PROBLEM
Only a number is wanted: how many lines in these records contain the word "chimney"?

---------- INFORMATION SUPPLIED

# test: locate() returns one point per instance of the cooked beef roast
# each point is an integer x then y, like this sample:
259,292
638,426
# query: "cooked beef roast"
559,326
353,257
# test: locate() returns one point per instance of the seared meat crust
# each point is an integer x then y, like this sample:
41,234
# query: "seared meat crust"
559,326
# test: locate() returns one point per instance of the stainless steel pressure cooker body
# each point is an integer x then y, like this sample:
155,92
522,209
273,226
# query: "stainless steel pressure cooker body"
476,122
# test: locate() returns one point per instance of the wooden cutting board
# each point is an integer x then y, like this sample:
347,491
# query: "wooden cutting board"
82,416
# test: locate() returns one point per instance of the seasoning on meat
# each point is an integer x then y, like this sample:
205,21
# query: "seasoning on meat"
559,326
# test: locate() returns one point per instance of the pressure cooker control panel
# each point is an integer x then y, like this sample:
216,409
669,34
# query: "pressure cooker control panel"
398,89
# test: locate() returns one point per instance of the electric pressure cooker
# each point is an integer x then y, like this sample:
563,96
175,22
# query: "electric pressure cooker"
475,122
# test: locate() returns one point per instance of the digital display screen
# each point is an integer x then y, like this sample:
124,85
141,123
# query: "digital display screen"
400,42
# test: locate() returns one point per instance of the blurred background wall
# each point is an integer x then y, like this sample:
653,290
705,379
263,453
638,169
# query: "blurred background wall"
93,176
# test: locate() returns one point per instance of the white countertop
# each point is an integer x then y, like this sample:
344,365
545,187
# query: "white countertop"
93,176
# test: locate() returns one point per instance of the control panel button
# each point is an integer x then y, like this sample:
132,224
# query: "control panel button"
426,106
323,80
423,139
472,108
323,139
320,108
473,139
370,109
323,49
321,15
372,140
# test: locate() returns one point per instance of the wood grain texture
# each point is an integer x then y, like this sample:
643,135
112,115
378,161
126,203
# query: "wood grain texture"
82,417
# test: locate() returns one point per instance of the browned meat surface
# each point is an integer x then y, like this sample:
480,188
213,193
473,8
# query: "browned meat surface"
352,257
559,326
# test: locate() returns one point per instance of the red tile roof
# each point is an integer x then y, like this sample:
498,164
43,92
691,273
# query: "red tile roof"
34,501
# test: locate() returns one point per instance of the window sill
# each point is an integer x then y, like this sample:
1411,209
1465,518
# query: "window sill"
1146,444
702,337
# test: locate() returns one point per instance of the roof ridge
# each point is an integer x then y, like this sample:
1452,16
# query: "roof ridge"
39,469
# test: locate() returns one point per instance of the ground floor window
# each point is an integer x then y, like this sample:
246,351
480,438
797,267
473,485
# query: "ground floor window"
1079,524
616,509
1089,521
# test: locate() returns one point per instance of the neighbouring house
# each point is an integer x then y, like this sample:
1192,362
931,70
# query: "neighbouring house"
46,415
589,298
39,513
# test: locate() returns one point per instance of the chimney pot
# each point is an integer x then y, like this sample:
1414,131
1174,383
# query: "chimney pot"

--------------------

EXERCISE ANSWER
2